--- THE DATA Enclosed Below ---
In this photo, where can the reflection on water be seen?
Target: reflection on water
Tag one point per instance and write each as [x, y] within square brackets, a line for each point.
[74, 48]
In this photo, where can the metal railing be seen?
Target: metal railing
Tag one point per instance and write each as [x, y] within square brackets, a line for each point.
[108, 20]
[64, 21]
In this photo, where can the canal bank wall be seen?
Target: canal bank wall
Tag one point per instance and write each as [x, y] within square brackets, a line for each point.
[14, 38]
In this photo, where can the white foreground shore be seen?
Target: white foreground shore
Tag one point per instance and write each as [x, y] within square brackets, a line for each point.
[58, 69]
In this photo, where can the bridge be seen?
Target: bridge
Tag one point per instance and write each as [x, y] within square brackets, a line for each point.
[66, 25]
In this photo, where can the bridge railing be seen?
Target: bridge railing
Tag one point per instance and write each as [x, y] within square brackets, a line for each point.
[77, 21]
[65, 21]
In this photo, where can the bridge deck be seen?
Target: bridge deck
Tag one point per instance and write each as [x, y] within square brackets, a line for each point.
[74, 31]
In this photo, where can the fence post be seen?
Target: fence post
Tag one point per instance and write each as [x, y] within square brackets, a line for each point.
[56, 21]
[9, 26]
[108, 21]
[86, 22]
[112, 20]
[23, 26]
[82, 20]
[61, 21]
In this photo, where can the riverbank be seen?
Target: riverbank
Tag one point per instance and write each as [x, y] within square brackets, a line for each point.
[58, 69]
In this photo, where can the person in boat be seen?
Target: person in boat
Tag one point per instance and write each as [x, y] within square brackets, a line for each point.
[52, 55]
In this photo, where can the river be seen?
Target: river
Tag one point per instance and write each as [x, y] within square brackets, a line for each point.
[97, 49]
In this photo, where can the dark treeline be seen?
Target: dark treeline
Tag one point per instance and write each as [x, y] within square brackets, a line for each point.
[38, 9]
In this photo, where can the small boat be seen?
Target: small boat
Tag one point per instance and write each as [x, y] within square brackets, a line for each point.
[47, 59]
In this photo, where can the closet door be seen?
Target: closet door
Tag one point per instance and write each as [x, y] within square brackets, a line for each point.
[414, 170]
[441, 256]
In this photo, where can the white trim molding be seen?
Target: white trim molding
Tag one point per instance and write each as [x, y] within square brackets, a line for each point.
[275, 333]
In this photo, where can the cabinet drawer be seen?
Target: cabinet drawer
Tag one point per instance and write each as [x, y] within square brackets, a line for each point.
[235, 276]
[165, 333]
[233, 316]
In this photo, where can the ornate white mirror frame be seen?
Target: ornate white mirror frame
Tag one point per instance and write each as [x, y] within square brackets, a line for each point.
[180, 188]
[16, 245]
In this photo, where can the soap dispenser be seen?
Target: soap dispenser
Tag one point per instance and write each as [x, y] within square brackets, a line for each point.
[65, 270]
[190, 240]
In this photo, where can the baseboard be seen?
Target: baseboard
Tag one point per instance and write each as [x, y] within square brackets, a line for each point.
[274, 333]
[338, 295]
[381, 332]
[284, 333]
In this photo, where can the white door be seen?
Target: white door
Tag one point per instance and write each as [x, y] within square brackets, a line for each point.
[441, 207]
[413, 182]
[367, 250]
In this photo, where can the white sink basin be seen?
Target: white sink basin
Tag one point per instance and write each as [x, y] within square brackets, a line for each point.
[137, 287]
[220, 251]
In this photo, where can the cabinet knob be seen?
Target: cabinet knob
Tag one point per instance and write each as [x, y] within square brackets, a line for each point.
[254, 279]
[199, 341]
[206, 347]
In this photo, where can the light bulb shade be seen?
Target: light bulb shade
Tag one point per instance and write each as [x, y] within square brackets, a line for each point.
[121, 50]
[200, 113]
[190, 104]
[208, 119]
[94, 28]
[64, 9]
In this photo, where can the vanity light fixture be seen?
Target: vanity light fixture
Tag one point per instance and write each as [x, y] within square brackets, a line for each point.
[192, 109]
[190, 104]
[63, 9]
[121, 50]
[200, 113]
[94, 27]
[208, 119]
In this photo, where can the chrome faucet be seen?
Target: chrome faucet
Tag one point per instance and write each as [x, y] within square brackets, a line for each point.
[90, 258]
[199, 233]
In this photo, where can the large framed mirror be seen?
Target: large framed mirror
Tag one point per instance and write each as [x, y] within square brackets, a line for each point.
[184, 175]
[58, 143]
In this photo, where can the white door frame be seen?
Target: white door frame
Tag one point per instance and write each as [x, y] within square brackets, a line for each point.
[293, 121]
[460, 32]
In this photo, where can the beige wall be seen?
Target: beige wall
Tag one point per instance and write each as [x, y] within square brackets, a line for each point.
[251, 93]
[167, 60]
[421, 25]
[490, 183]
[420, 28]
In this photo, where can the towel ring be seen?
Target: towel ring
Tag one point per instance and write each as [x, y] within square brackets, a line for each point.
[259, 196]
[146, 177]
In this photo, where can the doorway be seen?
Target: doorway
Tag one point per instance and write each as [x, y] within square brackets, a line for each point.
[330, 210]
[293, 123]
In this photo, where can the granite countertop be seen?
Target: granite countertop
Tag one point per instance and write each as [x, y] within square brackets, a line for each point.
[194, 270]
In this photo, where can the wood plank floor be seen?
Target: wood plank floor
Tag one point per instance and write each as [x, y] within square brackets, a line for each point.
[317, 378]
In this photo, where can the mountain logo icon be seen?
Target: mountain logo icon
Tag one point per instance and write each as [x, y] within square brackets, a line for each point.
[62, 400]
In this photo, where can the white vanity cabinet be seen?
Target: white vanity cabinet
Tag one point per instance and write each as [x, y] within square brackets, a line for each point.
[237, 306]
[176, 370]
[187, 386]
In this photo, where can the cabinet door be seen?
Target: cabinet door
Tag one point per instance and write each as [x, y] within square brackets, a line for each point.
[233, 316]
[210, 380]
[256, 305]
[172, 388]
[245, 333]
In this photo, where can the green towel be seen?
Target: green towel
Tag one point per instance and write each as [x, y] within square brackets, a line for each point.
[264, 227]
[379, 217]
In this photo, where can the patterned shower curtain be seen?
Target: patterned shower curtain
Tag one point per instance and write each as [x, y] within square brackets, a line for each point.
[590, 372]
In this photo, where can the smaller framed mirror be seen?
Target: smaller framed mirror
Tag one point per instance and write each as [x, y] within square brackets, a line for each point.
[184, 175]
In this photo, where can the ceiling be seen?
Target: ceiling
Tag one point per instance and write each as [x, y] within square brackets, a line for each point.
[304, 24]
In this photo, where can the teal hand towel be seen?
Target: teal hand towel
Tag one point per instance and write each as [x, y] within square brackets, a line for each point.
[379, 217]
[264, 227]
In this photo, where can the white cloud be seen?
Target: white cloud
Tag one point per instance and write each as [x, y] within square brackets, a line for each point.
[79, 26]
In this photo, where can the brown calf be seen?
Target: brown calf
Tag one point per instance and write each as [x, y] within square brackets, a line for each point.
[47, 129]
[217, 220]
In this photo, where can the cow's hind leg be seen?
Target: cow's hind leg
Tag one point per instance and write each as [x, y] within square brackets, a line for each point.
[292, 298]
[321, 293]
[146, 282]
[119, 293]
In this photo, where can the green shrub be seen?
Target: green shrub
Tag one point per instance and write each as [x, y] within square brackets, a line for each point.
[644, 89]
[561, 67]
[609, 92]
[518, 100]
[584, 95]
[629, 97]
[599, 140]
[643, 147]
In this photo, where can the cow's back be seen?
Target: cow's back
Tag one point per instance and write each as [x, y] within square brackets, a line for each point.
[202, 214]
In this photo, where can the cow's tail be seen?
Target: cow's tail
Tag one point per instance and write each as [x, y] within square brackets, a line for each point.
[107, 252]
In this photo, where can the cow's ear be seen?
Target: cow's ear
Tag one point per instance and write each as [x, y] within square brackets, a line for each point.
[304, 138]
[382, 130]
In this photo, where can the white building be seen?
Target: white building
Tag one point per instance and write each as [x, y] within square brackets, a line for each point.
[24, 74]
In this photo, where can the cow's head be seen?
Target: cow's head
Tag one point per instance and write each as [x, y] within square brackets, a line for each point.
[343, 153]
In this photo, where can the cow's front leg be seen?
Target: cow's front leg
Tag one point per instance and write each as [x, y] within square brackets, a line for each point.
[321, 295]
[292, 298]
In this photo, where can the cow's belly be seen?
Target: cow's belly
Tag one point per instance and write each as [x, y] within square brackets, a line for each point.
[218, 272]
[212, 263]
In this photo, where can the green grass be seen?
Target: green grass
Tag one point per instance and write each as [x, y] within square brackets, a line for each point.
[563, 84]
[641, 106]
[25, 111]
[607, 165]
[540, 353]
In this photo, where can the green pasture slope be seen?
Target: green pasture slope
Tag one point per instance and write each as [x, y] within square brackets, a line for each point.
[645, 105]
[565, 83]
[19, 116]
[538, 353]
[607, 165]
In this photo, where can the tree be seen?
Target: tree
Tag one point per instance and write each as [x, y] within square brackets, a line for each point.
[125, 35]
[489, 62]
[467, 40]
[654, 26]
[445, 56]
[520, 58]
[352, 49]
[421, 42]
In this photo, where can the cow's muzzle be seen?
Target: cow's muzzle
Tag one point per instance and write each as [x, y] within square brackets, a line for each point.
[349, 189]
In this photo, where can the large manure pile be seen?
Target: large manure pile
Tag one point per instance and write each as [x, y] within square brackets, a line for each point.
--- End of Enclosed THE DATA ---
**TASK BRIEF**
Say how many lines in the records contain the string "wall", and say nothing else.

**RESPONSE TO THE EXERCISE**
4